----- DATA FOR THIS TASK

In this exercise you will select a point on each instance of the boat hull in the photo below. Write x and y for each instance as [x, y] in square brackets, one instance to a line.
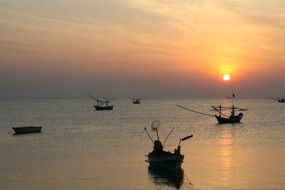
[167, 162]
[28, 129]
[224, 120]
[101, 108]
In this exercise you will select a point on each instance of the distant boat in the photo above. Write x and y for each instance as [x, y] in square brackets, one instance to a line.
[222, 117]
[27, 129]
[279, 99]
[172, 178]
[158, 158]
[102, 104]
[232, 118]
[137, 100]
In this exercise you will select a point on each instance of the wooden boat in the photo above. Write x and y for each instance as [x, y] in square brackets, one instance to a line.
[102, 104]
[137, 101]
[172, 178]
[222, 117]
[104, 107]
[232, 118]
[27, 129]
[279, 99]
[158, 158]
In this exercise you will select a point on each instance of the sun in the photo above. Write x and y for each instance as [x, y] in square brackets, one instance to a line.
[226, 77]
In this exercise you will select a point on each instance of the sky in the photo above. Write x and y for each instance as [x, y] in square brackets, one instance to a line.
[151, 48]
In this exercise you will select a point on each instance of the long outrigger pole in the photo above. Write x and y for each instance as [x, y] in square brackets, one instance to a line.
[168, 135]
[195, 111]
[148, 135]
[185, 138]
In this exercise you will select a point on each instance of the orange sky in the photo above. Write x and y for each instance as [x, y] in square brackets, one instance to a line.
[157, 47]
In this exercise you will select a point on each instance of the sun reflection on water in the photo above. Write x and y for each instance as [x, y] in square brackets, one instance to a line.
[226, 155]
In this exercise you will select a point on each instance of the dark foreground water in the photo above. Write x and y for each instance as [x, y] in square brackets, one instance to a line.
[83, 149]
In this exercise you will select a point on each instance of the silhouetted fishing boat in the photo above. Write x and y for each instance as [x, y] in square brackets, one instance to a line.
[27, 129]
[137, 100]
[171, 178]
[222, 117]
[221, 112]
[158, 158]
[102, 104]
[279, 99]
[232, 118]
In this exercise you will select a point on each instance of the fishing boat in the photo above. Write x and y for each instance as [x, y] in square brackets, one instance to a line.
[220, 115]
[232, 118]
[27, 129]
[279, 99]
[222, 112]
[158, 158]
[171, 178]
[102, 104]
[136, 100]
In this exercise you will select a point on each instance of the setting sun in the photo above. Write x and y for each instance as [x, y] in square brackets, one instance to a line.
[226, 77]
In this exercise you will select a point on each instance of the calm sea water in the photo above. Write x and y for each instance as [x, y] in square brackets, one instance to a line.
[80, 148]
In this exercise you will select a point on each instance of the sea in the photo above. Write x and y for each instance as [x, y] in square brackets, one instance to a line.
[83, 149]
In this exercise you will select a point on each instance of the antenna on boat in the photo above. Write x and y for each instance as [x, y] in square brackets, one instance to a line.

----------

=== WHAT TO PRODUCE ===
Give back each of the records above word for word, apart from the pictures.

=== RESPONSE AREA ===
In this exercise you will select a point on each instance of the boat hull in the photo below. Write x and y for each instance as [x, y] in square brackets, one instance to a line.
[167, 162]
[28, 129]
[224, 120]
[101, 108]
In this exercise you will select a point on each instance of the distant boat in the photo above. Write x and y for each instance as [x, y] in square brackets, one instance to a line.
[222, 117]
[27, 129]
[279, 99]
[172, 178]
[158, 158]
[102, 104]
[232, 118]
[137, 100]
In this exercise you will select a point on each instance of the wooden boat in the photo above. Write x and y for each instance as [x, y] in square brackets, one instance to a line.
[102, 104]
[137, 101]
[172, 178]
[222, 117]
[104, 107]
[232, 118]
[27, 129]
[279, 99]
[158, 158]
In this exercise you will select a point on each instance of the sun in the photo above. Write x and y for each instance as [x, y] in square brackets, one instance to a line.
[226, 77]
In this exercise you will select a point on each instance of the sky in the photo above. Write x and y for each instance as [x, y] in square brackets, one instance to a line.
[151, 48]
In this exercise you will select a point on each instance of the long outrigger pole in the photo above. Write x and y for each instance as [x, y] in square brackets, one instance to a line.
[168, 135]
[195, 111]
[148, 135]
[185, 138]
In this exercise you will select a point on each instance of the orange sky in the photo above. Write x and y for each instance as [x, y] in square brackets, one instance to a line.
[157, 47]
In this exercise you will select a point on each instance of the sun reflection on water in the photo above. Write x and y for each instance as [x, y] in square brackets, one instance to a line.
[226, 155]
In this exercise you will select a point on each instance of the dark foreground water in the photo above. Write x and y for each instance as [x, y] in square brackets, one instance to a line.
[83, 149]
In this exercise you will select a point on each instance of the silhouetted fishing boat in the photo above. Write x and y for each instance as [x, y] in square brackets, one instance to a line.
[27, 129]
[137, 100]
[171, 178]
[222, 117]
[221, 112]
[158, 158]
[102, 104]
[279, 99]
[232, 118]
In this exercise you will select a point on each instance of the fishing boat in the photo above. Write x and y for each instance as [x, y] in square brackets, one instance to a line.
[220, 115]
[232, 118]
[27, 129]
[279, 99]
[222, 112]
[158, 158]
[171, 178]
[102, 104]
[136, 100]
In this exercise you will select a point on each instance of the setting sun in the photo above. Write x and y for each instance as [x, y] in square brackets, one instance to a line.
[226, 77]
In this exercise you will select a point on each instance of the calm sea water in the photo above. Write x and y for each instance as [x, y] in square brackets, one instance to a line.
[80, 148]
In this exercise you will select a point on each instance of the sea in the photo above. Write x and y for each instance as [x, y] in square brackets, one instance to a line.
[83, 149]
In this exercise you will select a point on each instance of the antenna on boat in the photo above. Write x and y for each instance as [x, y] in square brackets, one instance to a line.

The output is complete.